→ Exercise objective:
Which lines have the string "cloud"? Copy all of them from the entries below.

→ Data items:
********
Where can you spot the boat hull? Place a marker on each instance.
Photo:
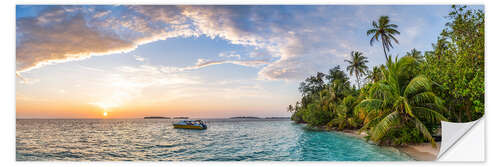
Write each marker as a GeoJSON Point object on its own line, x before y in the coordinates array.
{"type": "Point", "coordinates": [189, 127]}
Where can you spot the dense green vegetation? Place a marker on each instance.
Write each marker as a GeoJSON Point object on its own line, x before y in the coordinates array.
{"type": "Point", "coordinates": [403, 100]}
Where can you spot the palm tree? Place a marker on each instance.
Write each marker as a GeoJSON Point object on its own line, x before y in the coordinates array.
{"type": "Point", "coordinates": [375, 74]}
{"type": "Point", "coordinates": [344, 114]}
{"type": "Point", "coordinates": [290, 108]}
{"type": "Point", "coordinates": [383, 31]}
{"type": "Point", "coordinates": [415, 54]}
{"type": "Point", "coordinates": [357, 65]}
{"type": "Point", "coordinates": [395, 103]}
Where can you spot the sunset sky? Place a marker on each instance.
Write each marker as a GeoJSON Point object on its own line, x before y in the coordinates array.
{"type": "Point", "coordinates": [196, 61]}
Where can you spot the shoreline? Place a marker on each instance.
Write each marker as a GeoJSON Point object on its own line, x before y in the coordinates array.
{"type": "Point", "coordinates": [418, 152]}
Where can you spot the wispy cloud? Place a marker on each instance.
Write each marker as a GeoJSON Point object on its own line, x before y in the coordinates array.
{"type": "Point", "coordinates": [302, 40]}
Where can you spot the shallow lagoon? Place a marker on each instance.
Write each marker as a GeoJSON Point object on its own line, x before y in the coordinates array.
{"type": "Point", "coordinates": [156, 140]}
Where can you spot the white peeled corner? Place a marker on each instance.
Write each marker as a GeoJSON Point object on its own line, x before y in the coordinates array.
{"type": "Point", "coordinates": [462, 141]}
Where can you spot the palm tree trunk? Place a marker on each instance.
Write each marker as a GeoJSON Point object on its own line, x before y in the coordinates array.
{"type": "Point", "coordinates": [357, 78]}
{"type": "Point", "coordinates": [385, 53]}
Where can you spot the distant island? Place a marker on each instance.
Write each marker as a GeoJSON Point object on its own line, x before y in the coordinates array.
{"type": "Point", "coordinates": [156, 117]}
{"type": "Point", "coordinates": [249, 117]}
{"type": "Point", "coordinates": [277, 118]}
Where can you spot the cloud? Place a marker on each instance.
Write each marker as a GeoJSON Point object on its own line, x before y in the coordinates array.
{"type": "Point", "coordinates": [63, 40]}
{"type": "Point", "coordinates": [300, 40]}
{"type": "Point", "coordinates": [139, 58]}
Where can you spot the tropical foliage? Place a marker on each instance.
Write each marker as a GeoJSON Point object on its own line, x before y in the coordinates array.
{"type": "Point", "coordinates": [384, 31]}
{"type": "Point", "coordinates": [403, 100]}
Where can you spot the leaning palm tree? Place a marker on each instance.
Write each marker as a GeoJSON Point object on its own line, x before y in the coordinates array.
{"type": "Point", "coordinates": [357, 65]}
{"type": "Point", "coordinates": [415, 54]}
{"type": "Point", "coordinates": [385, 32]}
{"type": "Point", "coordinates": [395, 103]}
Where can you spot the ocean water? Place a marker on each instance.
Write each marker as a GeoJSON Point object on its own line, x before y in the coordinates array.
{"type": "Point", "coordinates": [156, 140]}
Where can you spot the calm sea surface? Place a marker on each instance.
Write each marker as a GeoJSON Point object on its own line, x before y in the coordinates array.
{"type": "Point", "coordinates": [153, 140]}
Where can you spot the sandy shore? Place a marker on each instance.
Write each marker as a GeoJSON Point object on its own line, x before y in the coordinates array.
{"type": "Point", "coordinates": [419, 152]}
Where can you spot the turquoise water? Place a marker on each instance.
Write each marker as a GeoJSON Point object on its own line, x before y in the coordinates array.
{"type": "Point", "coordinates": [154, 140]}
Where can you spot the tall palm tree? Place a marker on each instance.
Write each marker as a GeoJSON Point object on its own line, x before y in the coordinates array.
{"type": "Point", "coordinates": [385, 32]}
{"type": "Point", "coordinates": [415, 54]}
{"type": "Point", "coordinates": [395, 103]}
{"type": "Point", "coordinates": [357, 65]}
{"type": "Point", "coordinates": [375, 74]}
{"type": "Point", "coordinates": [290, 108]}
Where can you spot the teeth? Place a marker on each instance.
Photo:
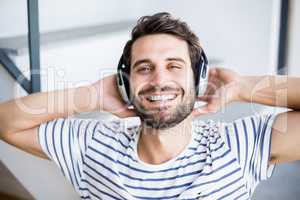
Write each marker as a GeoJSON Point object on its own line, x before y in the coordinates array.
{"type": "Point", "coordinates": [161, 97]}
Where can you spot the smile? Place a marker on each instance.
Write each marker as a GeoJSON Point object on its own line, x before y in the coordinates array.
{"type": "Point", "coordinates": [156, 98]}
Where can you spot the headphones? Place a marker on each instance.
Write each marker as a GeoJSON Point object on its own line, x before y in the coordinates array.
{"type": "Point", "coordinates": [201, 77]}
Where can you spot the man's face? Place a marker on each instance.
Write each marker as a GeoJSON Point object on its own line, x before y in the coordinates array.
{"type": "Point", "coordinates": [161, 80]}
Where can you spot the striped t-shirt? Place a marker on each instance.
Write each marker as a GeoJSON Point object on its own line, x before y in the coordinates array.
{"type": "Point", "coordinates": [222, 160]}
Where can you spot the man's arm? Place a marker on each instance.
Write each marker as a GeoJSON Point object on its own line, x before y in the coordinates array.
{"type": "Point", "coordinates": [280, 91]}
{"type": "Point", "coordinates": [20, 118]}
{"type": "Point", "coordinates": [226, 86]}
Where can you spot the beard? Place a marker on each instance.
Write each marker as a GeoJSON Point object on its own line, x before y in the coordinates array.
{"type": "Point", "coordinates": [164, 117]}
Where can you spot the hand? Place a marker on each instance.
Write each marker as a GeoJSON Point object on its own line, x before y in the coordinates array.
{"type": "Point", "coordinates": [223, 87]}
{"type": "Point", "coordinates": [110, 99]}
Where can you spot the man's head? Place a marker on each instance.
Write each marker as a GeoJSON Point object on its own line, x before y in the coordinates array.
{"type": "Point", "coordinates": [161, 58]}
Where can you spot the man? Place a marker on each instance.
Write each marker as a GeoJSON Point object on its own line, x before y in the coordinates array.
{"type": "Point", "coordinates": [170, 155]}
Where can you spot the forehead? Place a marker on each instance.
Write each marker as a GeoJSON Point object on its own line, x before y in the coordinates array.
{"type": "Point", "coordinates": [159, 46]}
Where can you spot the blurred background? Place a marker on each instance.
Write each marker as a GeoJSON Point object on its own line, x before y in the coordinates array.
{"type": "Point", "coordinates": [75, 42]}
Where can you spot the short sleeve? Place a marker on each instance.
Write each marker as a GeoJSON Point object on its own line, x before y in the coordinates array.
{"type": "Point", "coordinates": [65, 142]}
{"type": "Point", "coordinates": [250, 140]}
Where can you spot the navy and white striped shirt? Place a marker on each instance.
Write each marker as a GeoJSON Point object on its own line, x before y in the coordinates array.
{"type": "Point", "coordinates": [222, 160]}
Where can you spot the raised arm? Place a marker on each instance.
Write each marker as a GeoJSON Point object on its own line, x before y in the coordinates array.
{"type": "Point", "coordinates": [20, 118]}
{"type": "Point", "coordinates": [280, 91]}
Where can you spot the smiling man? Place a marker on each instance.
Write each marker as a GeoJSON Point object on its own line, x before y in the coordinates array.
{"type": "Point", "coordinates": [170, 154]}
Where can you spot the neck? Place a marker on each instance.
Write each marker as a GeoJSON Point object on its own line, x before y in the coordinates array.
{"type": "Point", "coordinates": [156, 146]}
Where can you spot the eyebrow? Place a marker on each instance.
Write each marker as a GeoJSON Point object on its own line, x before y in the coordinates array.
{"type": "Point", "coordinates": [149, 61]}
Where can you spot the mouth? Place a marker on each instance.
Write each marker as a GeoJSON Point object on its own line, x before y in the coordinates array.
{"type": "Point", "coordinates": [153, 101]}
{"type": "Point", "coordinates": [161, 98]}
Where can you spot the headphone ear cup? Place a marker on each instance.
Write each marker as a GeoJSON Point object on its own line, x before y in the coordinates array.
{"type": "Point", "coordinates": [123, 85]}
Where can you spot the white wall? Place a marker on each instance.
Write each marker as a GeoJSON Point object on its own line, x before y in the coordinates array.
{"type": "Point", "coordinates": [293, 58]}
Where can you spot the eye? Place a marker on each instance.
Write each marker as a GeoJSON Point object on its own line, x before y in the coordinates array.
{"type": "Point", "coordinates": [175, 66]}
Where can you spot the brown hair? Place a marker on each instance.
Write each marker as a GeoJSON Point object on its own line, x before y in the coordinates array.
{"type": "Point", "coordinates": [163, 23]}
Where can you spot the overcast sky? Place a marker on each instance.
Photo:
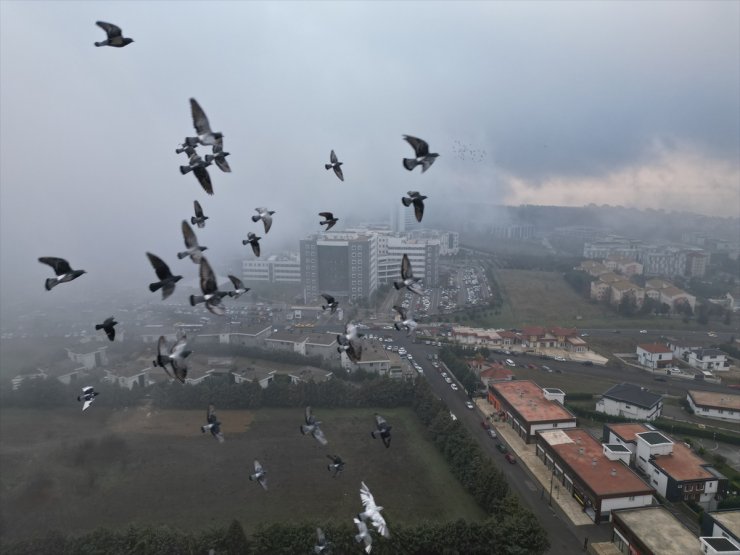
********
→ Response area:
Where can you spot the wispy cloud? Place a marker on each instance.
Where can you spot the cloud? Place a marker on each instance.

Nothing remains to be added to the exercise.